What you need to do:
(1) Reproduce the passage on Xiphydriidae between "- Xiphydriidae that have a" and "is not enlarged.", inclusive.
(2) Check each statement against the passage on Xiphydriidae. Answer yes or no, and quote the words from the passage that decide it. (a) Larvae depend on symbiotic fungi for food inside their tunnels. (b) The first segment of the larval antenna is enlarged and bears setae. (c) One of Smith's groups has a maxillary palpus segmented into 5.
(3) Pick up the passage on Xiphydriidae after its last sentence and continue it.

Text provided:

A study by David R. Smith broke the Xiphydriidae into different groups by their abdomen. The groups were as follows:

- Xiphydriidae that have a maxillary palpus segmented into 7.
- Xiphydriidae that have short maxillary palpi and contain female fore claws with inner tooth.
- Xiphydriidae that have short maxillary palpi and also contain claws of both sexes with inner tooth.

== Life cycle and development ==

=== Larva ===
The Xiphydriidae larvae phytophagous, meaning bore into dead or weak trees and plants. When they are buried in these trees, they rely on symbiotic fungi for food in the tunnels that they made. The larva either do not have legs or they have vestigial legs. During the larval stage, the head of Xiphydriidae is as long as broad. As a larva, the antenna contains either three or four segments. The first segment of the antenna does not have setae and is not enlarged.

Information provided:

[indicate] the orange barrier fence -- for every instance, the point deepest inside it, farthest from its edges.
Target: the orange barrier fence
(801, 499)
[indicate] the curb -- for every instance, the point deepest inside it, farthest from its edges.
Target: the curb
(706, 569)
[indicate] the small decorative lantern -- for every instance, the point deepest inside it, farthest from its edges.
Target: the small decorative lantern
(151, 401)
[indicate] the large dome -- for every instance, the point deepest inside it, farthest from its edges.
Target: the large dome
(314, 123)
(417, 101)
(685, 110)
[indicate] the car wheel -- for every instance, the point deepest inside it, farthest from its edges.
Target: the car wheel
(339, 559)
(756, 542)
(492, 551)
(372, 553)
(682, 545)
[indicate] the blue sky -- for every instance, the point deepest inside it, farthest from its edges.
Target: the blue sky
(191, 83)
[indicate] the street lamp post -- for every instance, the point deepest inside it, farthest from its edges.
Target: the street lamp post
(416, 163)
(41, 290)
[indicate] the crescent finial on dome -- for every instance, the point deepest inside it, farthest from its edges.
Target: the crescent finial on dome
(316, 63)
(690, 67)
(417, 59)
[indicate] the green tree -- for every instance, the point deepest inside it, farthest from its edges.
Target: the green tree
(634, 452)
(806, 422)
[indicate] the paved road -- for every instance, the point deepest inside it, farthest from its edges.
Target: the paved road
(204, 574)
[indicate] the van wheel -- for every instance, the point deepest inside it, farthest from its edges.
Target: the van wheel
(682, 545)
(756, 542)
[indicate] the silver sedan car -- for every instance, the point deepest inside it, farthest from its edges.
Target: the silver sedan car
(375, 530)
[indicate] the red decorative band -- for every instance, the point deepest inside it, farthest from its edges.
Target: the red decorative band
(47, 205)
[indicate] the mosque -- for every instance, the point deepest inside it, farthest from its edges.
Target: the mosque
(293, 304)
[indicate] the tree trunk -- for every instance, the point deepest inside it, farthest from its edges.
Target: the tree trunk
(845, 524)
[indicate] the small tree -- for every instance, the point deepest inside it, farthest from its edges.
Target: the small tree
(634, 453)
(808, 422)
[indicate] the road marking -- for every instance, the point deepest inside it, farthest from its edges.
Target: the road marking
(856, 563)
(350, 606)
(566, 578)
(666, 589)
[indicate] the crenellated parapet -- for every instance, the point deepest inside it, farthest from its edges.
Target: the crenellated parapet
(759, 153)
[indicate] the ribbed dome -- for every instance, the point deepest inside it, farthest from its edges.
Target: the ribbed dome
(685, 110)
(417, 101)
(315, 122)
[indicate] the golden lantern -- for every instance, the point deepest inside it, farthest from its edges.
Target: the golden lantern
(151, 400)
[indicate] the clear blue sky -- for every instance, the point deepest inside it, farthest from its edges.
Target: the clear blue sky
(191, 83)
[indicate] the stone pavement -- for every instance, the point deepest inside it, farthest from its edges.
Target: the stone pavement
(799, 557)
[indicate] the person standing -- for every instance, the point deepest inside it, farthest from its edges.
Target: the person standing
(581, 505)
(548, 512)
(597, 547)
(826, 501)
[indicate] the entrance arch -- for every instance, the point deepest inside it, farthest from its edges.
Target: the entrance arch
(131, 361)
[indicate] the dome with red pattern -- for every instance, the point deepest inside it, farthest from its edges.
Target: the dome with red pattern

Results for the exercise:
(1)
- Xiphydriidae that have a maxillary palpus segmented into 7.
- Xiphydriidae that have short maxillary palpi and contain female fore claws with inner tooth.
- Xiphydriidae that have short maxillary palpi and also contain claws of both sexes with inner tooth.

== Life cycle and development ==

=== Larva ===
The Xiphydriidae larvae phytophagous, meaning bore into dead or weak trees and plants. When they are buried in these trees, they rely on symbiotic fungi for food in the tunnels that they made. The larva either do not have legs or they have vestigial legs. During the larval stage, the head of Xiphydriidae is as long as broad. As a larva, the antenna contains either three or four segments. The first segment of the antenna does not have setae and is not enlarged.

(2)
(a) Yes: "they rely on symbiotic fungi for food in the tunnels that they made"
(b) No: "The first segment of the antenna does not have setae and is not enlarged."
(c) No: "Xiphydriidae that have a maxillary palpus segmented into 7."

(3)
=== Adult ===
Adults are 6-21mm long. Adult Xiphydriidae are most commonly found in shadowy places and run on the surface of leaves. The adults have heads that are spherical which are attached to long and skinny necks.

== Ecology ==
Xiphydriidae bore and feed into dying or weakened trees so they do not have a negative effect to the environment. They can be a secondary pest to humans because of the dead wood people may bring into their homes. Xiphydriidae can be a host for parasitoid Aulacidae and they emerge from larvae that are fully grown.

In Japan, female Xiphydriidae were dissected and fungal spores were found. The spores were 5 to 30 micrometers in diameter and had a globular shape. Mucus was also in the glandular organs of some of the wood wasps.